- _What is expected_
Please copy the stretch of lines from the line containing "draw the outline of the <item>dark car</item>" through the line containing "65 34 L 54 34", substituting "every instance" for "all instances" and leaving everything else unchanged.

- _Data records_
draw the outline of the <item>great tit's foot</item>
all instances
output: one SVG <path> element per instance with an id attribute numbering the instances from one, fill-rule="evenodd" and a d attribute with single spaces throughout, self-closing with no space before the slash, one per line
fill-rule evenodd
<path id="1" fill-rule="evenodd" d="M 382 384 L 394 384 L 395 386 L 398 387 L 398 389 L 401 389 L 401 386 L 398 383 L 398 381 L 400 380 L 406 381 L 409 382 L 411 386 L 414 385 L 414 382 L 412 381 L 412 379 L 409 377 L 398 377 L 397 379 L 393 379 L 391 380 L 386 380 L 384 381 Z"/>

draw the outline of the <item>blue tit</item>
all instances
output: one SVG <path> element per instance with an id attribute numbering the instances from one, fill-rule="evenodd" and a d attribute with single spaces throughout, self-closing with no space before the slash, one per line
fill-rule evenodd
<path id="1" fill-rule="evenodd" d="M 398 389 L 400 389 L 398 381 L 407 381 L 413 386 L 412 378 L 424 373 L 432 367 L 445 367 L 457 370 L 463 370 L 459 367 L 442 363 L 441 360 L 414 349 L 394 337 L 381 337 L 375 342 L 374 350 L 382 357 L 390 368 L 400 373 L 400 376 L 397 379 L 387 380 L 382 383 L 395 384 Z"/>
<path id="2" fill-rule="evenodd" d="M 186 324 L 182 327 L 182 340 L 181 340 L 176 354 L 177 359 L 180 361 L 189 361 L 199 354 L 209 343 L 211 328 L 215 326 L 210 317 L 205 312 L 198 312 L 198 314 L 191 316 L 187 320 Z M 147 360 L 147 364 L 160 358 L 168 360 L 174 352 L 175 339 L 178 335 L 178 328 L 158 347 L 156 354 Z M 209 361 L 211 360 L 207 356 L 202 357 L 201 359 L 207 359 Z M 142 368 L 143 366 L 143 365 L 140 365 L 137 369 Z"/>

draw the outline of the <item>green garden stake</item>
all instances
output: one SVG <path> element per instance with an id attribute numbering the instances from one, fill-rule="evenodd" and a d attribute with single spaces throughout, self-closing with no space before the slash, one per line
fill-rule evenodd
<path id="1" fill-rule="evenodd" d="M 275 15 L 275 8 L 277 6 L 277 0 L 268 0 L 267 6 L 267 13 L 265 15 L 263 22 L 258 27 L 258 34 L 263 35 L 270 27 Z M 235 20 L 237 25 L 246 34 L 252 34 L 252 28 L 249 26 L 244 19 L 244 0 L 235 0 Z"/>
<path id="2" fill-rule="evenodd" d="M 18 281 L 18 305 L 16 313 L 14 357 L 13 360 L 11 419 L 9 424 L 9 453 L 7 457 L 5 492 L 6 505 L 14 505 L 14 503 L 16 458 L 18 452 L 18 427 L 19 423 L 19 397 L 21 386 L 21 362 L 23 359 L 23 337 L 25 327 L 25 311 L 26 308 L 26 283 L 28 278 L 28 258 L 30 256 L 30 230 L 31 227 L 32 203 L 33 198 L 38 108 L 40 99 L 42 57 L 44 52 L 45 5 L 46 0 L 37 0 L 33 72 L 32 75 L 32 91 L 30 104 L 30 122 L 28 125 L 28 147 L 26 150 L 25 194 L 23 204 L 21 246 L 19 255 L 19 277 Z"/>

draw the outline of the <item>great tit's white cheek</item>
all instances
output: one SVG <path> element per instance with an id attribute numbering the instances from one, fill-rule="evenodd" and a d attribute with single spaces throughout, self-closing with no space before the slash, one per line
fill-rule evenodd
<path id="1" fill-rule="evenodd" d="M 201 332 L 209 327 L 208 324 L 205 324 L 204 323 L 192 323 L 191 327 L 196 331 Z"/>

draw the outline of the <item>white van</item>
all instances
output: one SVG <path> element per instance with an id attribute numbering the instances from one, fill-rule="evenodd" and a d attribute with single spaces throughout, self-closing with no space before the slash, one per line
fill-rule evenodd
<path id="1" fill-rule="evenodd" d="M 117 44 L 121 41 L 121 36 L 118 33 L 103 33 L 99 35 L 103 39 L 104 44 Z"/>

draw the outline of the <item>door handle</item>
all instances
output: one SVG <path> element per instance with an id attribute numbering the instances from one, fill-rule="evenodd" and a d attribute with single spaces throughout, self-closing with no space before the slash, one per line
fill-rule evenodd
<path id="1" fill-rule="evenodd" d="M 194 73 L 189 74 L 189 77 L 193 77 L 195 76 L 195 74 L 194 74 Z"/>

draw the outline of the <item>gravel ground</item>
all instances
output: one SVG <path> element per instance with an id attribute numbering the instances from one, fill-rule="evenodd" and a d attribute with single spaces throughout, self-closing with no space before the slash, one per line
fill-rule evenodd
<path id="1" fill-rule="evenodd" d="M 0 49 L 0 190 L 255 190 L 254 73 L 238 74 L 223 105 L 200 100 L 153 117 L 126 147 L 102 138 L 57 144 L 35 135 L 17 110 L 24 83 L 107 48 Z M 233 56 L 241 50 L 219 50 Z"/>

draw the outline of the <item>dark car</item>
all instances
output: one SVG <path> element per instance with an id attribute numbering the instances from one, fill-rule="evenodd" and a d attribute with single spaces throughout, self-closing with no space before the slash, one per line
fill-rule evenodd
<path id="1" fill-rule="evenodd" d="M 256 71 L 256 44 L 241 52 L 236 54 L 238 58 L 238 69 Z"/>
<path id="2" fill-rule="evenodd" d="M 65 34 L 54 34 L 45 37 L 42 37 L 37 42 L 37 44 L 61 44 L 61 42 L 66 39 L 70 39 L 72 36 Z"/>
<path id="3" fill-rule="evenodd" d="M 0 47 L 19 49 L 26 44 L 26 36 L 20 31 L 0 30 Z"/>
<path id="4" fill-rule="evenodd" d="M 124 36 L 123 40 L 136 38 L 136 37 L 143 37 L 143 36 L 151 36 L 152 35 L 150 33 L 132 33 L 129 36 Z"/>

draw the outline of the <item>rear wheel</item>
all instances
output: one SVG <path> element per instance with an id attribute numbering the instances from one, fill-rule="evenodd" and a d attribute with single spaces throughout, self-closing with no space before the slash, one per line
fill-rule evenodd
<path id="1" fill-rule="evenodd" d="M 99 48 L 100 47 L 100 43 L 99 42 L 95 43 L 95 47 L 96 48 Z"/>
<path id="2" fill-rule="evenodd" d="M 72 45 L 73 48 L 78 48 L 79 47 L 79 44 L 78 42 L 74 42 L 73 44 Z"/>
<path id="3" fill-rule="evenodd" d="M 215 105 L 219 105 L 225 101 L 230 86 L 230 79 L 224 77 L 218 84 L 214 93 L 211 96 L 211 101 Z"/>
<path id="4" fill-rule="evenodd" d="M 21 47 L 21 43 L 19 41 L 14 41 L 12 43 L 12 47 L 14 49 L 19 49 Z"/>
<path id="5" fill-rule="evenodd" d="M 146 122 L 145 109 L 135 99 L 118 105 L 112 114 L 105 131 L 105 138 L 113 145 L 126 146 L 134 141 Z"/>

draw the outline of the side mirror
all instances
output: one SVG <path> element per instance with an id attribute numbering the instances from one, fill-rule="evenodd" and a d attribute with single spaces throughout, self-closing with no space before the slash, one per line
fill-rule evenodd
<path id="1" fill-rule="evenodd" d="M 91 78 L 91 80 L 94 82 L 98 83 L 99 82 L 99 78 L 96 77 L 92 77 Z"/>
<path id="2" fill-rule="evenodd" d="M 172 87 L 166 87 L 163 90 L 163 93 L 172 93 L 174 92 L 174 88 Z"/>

- _In response_
draw the outline of the <item>dark car</item>
every instance
output: one SVG <path> element per instance with an id attribute numbering the instances from one, fill-rule="evenodd" and a d attribute with single spaces throughout, self-closing with no space before the slash, one per line
fill-rule evenodd
<path id="1" fill-rule="evenodd" d="M 256 71 L 256 44 L 241 52 L 236 54 L 238 58 L 238 69 Z"/>
<path id="2" fill-rule="evenodd" d="M 65 34 L 54 34 L 45 37 L 42 37 L 37 42 L 37 44 L 61 44 L 61 42 L 66 39 L 70 39 L 72 36 Z"/>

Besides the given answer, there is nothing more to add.